[START ITEMS]

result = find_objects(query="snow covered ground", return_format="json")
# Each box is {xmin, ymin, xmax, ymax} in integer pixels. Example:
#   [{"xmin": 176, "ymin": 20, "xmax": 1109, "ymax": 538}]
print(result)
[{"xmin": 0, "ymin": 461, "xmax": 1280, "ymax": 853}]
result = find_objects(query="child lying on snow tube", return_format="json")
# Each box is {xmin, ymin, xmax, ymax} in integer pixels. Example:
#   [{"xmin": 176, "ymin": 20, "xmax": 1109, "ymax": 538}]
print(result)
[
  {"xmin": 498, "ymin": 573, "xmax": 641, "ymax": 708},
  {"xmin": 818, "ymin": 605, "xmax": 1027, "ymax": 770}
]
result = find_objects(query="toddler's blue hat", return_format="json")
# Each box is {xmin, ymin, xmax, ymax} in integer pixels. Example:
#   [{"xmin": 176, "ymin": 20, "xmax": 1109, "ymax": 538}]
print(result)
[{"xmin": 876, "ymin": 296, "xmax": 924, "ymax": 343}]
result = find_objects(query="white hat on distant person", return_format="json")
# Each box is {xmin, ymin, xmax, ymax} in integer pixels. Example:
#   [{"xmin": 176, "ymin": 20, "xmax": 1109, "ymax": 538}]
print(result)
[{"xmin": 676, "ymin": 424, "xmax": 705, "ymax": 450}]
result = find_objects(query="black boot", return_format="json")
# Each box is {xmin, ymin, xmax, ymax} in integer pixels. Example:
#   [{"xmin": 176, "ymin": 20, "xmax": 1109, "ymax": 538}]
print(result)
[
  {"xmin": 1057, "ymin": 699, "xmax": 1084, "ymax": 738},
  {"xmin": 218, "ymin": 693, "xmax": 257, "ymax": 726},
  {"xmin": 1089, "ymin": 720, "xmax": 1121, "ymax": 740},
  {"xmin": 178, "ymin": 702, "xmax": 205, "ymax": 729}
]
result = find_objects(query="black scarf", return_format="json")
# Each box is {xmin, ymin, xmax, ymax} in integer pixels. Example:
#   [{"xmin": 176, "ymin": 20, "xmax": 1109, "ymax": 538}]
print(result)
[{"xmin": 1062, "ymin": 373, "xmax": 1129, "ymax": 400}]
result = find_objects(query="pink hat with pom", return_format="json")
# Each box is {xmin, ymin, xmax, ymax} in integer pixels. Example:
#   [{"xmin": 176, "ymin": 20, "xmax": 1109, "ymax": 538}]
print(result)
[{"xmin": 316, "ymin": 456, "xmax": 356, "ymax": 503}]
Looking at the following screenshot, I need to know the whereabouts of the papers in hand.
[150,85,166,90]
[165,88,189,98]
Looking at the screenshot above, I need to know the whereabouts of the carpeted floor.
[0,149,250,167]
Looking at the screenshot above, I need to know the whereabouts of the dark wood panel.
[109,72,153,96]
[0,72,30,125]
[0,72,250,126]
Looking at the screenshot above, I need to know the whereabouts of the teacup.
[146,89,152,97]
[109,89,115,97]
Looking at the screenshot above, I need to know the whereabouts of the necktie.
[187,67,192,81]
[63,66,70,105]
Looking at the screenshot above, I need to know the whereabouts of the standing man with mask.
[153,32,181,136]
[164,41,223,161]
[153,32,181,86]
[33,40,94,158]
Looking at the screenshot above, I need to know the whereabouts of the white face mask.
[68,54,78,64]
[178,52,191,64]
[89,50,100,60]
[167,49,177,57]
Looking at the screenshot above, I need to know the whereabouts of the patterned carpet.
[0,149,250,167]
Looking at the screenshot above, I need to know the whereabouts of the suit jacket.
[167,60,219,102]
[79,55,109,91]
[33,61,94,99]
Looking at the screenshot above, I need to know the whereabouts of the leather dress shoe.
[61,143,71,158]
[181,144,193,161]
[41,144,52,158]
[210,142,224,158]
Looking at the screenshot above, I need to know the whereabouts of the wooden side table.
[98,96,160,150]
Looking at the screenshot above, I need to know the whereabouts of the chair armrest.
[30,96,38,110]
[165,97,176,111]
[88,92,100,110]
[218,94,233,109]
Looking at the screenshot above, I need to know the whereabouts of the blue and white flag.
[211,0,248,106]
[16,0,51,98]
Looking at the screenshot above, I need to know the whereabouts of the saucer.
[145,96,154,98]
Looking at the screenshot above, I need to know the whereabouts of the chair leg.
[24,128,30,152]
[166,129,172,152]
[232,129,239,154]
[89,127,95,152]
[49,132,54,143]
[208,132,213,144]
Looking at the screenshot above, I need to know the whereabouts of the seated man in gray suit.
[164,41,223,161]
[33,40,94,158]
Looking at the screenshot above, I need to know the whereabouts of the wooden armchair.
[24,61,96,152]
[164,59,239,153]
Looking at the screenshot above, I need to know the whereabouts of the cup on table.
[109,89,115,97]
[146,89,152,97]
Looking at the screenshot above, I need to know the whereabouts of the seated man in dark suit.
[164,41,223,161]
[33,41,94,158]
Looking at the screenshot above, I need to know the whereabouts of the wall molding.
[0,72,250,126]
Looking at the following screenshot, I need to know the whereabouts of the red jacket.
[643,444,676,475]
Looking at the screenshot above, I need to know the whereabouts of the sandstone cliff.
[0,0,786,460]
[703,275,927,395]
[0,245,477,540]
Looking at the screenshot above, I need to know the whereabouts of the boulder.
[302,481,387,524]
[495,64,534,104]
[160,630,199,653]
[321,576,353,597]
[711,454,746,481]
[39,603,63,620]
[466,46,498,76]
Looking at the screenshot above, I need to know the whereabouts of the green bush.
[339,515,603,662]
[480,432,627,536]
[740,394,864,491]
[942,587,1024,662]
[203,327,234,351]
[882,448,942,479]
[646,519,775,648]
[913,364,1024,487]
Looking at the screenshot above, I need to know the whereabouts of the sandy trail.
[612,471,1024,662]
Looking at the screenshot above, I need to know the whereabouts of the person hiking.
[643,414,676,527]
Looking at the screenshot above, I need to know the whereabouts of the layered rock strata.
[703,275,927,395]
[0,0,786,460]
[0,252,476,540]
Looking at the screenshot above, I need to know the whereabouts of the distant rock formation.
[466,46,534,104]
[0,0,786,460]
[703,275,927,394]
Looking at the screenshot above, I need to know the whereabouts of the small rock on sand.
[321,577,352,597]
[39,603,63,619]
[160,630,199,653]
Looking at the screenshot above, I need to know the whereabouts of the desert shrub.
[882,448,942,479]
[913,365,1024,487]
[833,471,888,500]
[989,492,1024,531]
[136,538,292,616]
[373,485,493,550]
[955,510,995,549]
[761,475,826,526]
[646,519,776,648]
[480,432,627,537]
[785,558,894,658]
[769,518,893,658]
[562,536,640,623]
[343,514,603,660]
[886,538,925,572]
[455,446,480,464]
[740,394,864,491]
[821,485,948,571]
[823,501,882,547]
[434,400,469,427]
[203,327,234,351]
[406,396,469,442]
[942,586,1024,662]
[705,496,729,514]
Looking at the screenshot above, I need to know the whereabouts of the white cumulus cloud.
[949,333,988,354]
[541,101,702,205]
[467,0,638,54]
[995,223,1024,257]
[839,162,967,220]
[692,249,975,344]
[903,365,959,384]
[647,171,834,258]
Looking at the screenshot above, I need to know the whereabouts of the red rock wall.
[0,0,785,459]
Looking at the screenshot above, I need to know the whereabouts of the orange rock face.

[END ITEMS]

EXERCISE GOAL: Please reproduce all of the data, switching every "find_objects" to "locate_objects" and keeping everything else unchanged.

TASK OUTPUT:
result = locate_objects(query="snow covered ground", return_format="json")
# Each box is {xmin, ymin, xmax, ymax} in integer pixels. Example:
#   [{"xmin": 176, "ymin": 20, "xmax": 1109, "ymax": 538}]
print(result)
[{"xmin": 0, "ymin": 461, "xmax": 1280, "ymax": 853}]
result = locate_objects(query="child lying on snow tube", return_format="json")
# Each box is {xmin, ymin, xmax, ymax} in integer pixels. Example:
#   [{"xmin": 176, "ymin": 20, "xmax": 1109, "ymax": 538}]
print(result)
[
  {"xmin": 498, "ymin": 573, "xmax": 641, "ymax": 708},
  {"xmin": 818, "ymin": 605, "xmax": 1027, "ymax": 770}
]
result = locate_objects(query="toddler's blue hat", return_format="json")
# Each box is {xmin, ymin, xmax, ymax} in integer pixels. Example:
#   [{"xmin": 176, "ymin": 20, "xmax": 1109, "ymax": 538}]
print(result)
[{"xmin": 876, "ymin": 296, "xmax": 924, "ymax": 343}]
result = locate_objects(query="white hat on distant person", return_format="json")
# Each box is {xmin, ymin, xmax, ymax} in integer pixels. Example:
#   [{"xmin": 176, "ymin": 20, "xmax": 1109, "ymax": 538}]
print(result)
[{"xmin": 676, "ymin": 424, "xmax": 705, "ymax": 450}]
result = locate_objects(query="black boot", return_format="json")
# Each box is {xmin, ymin, xmax, ymax} in integer pixels. Example:
#   [{"xmin": 176, "ymin": 20, "xmax": 1109, "ymax": 538}]
print(result)
[
  {"xmin": 1057, "ymin": 699, "xmax": 1084, "ymax": 738},
  {"xmin": 218, "ymin": 693, "xmax": 257, "ymax": 726},
  {"xmin": 1089, "ymin": 720, "xmax": 1121, "ymax": 740},
  {"xmin": 178, "ymin": 702, "xmax": 205, "ymax": 729}
]
result = locate_objects(query="black scarf", return_format="json")
# Each box is {xmin, ymin, xmax, ymax} in integer pixels. Example:
#   [{"xmin": 176, "ymin": 20, "xmax": 1109, "ymax": 538}]
print(result)
[{"xmin": 1062, "ymin": 373, "xmax": 1129, "ymax": 400}]
result = locate_objects(query="pink hat with pom", return_format="json")
# Each box is {xmin, ymin, xmax, ymax} in integer pixels. Example:
#   [{"xmin": 176, "ymin": 20, "xmax": 1109, "ymax": 538}]
print(result)
[{"xmin": 316, "ymin": 456, "xmax": 356, "ymax": 503}]
Looking at the following screenshot, I need to know the whereabouts of the papers in hand.
[150,85,166,90]
[165,88,189,98]
Looking at the screenshot above, I need to know the whereabouts of the carpeted floor.
[0,149,250,167]
Looking at the screenshot above, I need to know the whereabouts of the dark wood panel.
[109,72,153,96]
[0,72,30,125]
[0,72,250,126]
Looking at the screenshot above, I need to know the whereabouts of the teacup.
[146,89,152,97]
[109,89,115,97]
Looking at the screenshot above, I need to know the whereabouts of the necktie.
[187,67,192,81]
[63,66,70,105]
Looking at the screenshot above, I need to know the whereabouts of the standing man with mask.
[153,32,181,136]
[164,41,223,161]
[153,32,181,86]
[33,40,94,158]
Looking at the screenshot above, I need to know the whereabouts of the white face mask.
[68,54,78,64]
[178,52,191,64]
[89,50,100,60]
[167,49,177,57]
Looking at the screenshot above, I need to know the whereabouts of the patterned carpet.
[0,149,250,167]
Looking at the screenshot above, I need to know the whereabouts of the suit jacket.
[167,60,219,102]
[79,55,109,91]
[33,61,94,99]
Looking at the screenshot above, I need to know the whereabouts of the leather dress shoe.
[61,143,71,158]
[181,144,193,161]
[41,144,52,158]
[210,142,224,158]
Looking at the screenshot above, I need to know the whereabouts of the wooden side table.
[98,96,160,150]
Looking at the screenshot above, I need to know the whereabouts of the chair armrest.
[30,96,38,110]
[165,97,176,111]
[88,92,100,110]
[218,94,233,109]
Looking at the screenshot above, I need to know the whereabouts of the blue and white flag.
[211,0,248,106]
[16,0,51,98]
Looking at the screenshot above, I need to know the whereabouts of the saucer.
[145,96,154,98]
Looking at the screenshot above, I need to know the whereabouts of the chair leg.
[24,128,30,152]
[166,129,172,152]
[232,129,239,154]
[89,127,95,152]
[49,132,54,143]
[208,132,213,144]
Looking at the screenshot above, I need to know the whereabouts of the seated man in gray suit.
[164,41,223,161]
[33,40,94,158]
Looking at the screenshot above, I need to know the whereabouts of the wooden armchair.
[24,61,96,152]
[164,59,239,153]
Looking at the screenshot above, I need to know the whereabouts of the cup on table.
[109,89,115,97]
[146,89,152,97]
Looking at the screenshot above, I need to know the whereabouts of the seated man in dark suit.
[164,41,223,161]
[33,41,94,158]
Looking at the screenshot above, I need to know the whereabouts of the wall molding.
[0,72,250,126]
Looking at the following screenshot, I need to know the whereabouts of the red jacket.
[643,444,676,475]
Looking at the screenshot above, I need to know the whereabouts of the sandstone cliff.
[0,0,786,460]
[703,275,927,395]
[0,245,477,540]
Looking at the screenshot above, I need to know the whereabouts of the boulder.
[302,481,387,524]
[495,64,534,104]
[160,630,199,653]
[321,576,353,597]
[711,454,746,481]
[39,603,63,620]
[466,46,498,76]
Looking at the screenshot above, I need to know the whereabouts of the green bush.
[339,515,603,662]
[480,432,627,536]
[740,394,864,491]
[942,587,1024,662]
[203,327,234,351]
[882,448,942,479]
[646,519,775,648]
[913,364,1024,487]
Looking at the screenshot above, I need to know the whereabouts of the sandy trail.
[612,471,1024,662]
Looking at the screenshot above, I need to know the whereabouts of the person hiking.
[643,414,676,527]
Looking at the screenshot above, I need to know the whereabouts of the layered rock strata.
[703,275,927,395]
[0,0,786,460]
[0,252,476,540]
Looking at the screenshot above, I need to know the whereabouts of the distant rock formation.
[466,46,534,104]
[0,0,786,460]
[703,275,927,394]
Looking at the screenshot above, I need to know the whereabouts of the small rock on sand.
[321,577,352,597]
[39,603,63,619]
[160,630,199,653]
Looking at the screenshot above, I need to know the whereabouts of the desert shrub.
[882,448,942,479]
[913,365,1024,487]
[833,471,888,500]
[989,492,1024,531]
[136,538,292,616]
[373,485,493,550]
[955,510,995,549]
[761,475,826,526]
[646,519,776,648]
[480,432,627,537]
[785,558,894,658]
[769,518,893,658]
[562,536,640,623]
[343,514,603,660]
[886,538,925,572]
[455,446,480,464]
[740,394,864,491]
[821,485,948,571]
[823,501,882,547]
[434,400,469,427]
[203,327,234,351]
[406,396,469,442]
[942,586,1024,662]
[705,496,729,514]
Looking at the screenshot above, I need to know the whereabouts of the white cumulus cloud.
[949,333,988,354]
[541,101,702,205]
[467,0,638,54]
[995,223,1024,257]
[839,162,967,220]
[692,249,975,344]
[903,365,959,384]
[647,171,834,258]
Looking at the screenshot above, I need to know the whereabouts of the red rock wall.
[0,0,785,459]
Looking at the screenshot above, I need to know the whereabouts of the orange rock face.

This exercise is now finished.